To be done:
Could you add 89 to each x and y coordinate in the answers and write out every line again, starting at the line containing "of the rifle." and continuing through the last line, with all other text unchanged and no lines before that span?

Exercise input:
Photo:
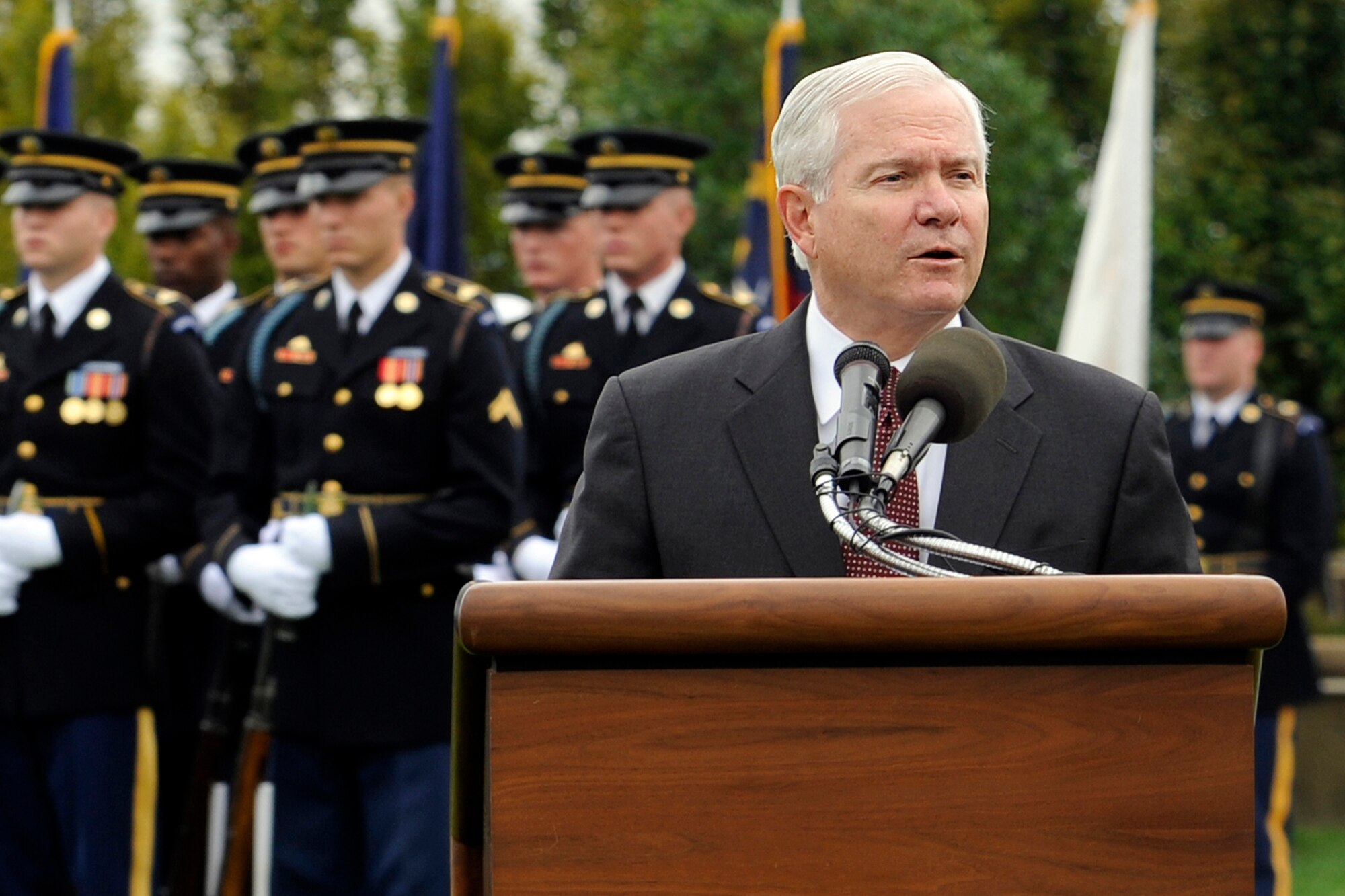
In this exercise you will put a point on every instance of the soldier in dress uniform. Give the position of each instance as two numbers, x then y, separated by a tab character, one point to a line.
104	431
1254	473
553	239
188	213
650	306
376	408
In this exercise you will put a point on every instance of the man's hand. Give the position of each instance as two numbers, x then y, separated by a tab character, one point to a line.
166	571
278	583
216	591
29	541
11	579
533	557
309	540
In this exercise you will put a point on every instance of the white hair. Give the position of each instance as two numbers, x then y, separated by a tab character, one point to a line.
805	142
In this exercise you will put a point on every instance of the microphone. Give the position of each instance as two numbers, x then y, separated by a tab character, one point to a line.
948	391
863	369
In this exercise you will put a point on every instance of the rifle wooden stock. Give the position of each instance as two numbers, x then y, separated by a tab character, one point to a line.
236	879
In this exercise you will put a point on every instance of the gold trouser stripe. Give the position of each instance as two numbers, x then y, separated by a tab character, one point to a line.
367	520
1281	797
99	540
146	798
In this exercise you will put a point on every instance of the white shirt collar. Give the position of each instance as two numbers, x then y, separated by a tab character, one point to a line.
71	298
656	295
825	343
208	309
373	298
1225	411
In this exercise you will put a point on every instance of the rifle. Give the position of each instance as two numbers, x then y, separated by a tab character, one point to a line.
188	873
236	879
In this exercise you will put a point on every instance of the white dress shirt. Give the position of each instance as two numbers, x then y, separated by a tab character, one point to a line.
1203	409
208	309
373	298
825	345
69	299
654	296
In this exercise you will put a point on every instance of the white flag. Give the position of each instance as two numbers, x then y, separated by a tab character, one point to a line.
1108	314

Response to this exercise:
In this exercise you will put a point on every instance of the rifle. Give the position of each instance as two numbers, x then y, separated by a tab character, one point to a line.
277	962
325	968
In this exercise you will put a point on every instance of the white dress shirt. Give the position of each instance as two numbers, x then y, separated by a tab character, one point to a line.
1292	498
297	398
462	387
914	434
158	388
743	385
In this exercise you will put a point on every instance of the white flag. Give the position of each instance as two numbers, x then y, separated by a tab character, one point to a line.
1197	403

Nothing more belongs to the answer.